_Reading passage_
********************
Proxmox Backups causing data loss with regards to partitions

neuron

Active Member
Mar 15, 2019
25
3
43
43
For more times than I can count now, across about a half dozen VMs over the course of several months, I have experienced partition table losses due to Proxmox backups. I have to boot the VM with a partition recovery tool (easeUS), do a scan, it always finds the partitions, thankfully, then recover them. Then I have to do a whole thing of repairing the Windows install to get it to boot correctly again (the drive letters and active partitions get messed up).

I am running the latest everything. PVE, PBS, everywhere.

Is anyone else experiencing this terrible issue? Why is a backup process actually causing VM partition tables to go missing?
 
Thanks @fabian for making me aware of this bugzilla thread. Glad I'm not the only one but also not too thrilled that this has been a non-reproduceable bug for 2+ years now. I'll add my own experiences here:

- I have been replacing old on-prem servers (we are an MSP) with Micro ITX rackmounts - very simple stuff - they all have NVMEs and maybe a larger SATA SSD for storage.
********************
_Given exercise_
Reproduce word for word everything in the Proxmox backup thread from "Active Member" down to "get messed up).".

_Source data_
********************
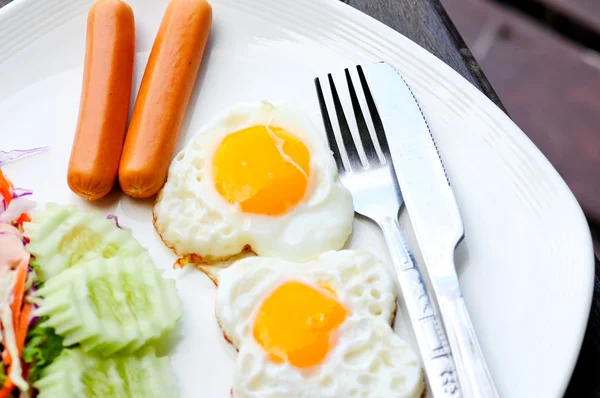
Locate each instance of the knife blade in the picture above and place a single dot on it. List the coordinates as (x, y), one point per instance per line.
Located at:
(434, 215)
********************
_Answer to this problem_
Active Member
Mar 15, 2019
25
3
43
43
For more times than I can count now, across about a half dozen VMs over the course of several months, I have experienced partition table losses due to Proxmox backups. I have to boot the VM with a partition recovery tool (easeUS), do a scan, it always finds the partitions, thankfully, then recover them. Then I have to do a whole thing of repairing the Windows install to get it to boot correctly again (the drive letters and active partitions get messed up).